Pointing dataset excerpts
_ _ _ _ _
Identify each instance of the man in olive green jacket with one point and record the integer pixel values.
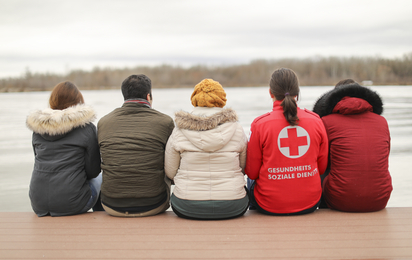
(132, 141)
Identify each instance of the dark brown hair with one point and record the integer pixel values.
(64, 95)
(284, 85)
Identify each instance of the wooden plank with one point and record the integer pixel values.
(325, 234)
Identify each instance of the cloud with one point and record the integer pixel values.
(47, 34)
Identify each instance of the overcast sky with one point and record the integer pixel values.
(58, 36)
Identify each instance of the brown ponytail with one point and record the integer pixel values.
(284, 85)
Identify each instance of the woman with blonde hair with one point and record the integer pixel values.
(205, 157)
(65, 178)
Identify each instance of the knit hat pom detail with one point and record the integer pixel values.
(208, 93)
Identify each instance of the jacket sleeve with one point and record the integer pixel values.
(172, 158)
(92, 155)
(254, 154)
(323, 150)
(243, 150)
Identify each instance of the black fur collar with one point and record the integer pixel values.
(327, 102)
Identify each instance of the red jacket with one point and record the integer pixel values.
(286, 161)
(359, 180)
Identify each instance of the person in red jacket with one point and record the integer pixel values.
(359, 138)
(287, 152)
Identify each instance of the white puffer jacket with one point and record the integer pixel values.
(206, 155)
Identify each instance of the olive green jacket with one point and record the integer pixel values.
(132, 142)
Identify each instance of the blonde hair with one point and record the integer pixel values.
(64, 95)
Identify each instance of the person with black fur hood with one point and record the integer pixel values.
(359, 145)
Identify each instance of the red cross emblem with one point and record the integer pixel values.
(293, 141)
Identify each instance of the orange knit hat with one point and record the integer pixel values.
(208, 93)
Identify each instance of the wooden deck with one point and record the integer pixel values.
(325, 234)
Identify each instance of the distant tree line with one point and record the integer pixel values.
(317, 71)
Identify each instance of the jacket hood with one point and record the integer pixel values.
(327, 102)
(209, 129)
(59, 122)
_ _ _ _ _
Direction »
Please write out the stretch of lines from the one containing "Identify each instance of the jacket hood" through the last line, keeping the request line, and raise every pixel coordinate in the answers by 97.

Exercise result »
Identify each instance of the jacket hood with one point and record the integer pixel values.
(424, 199)
(306, 226)
(156, 219)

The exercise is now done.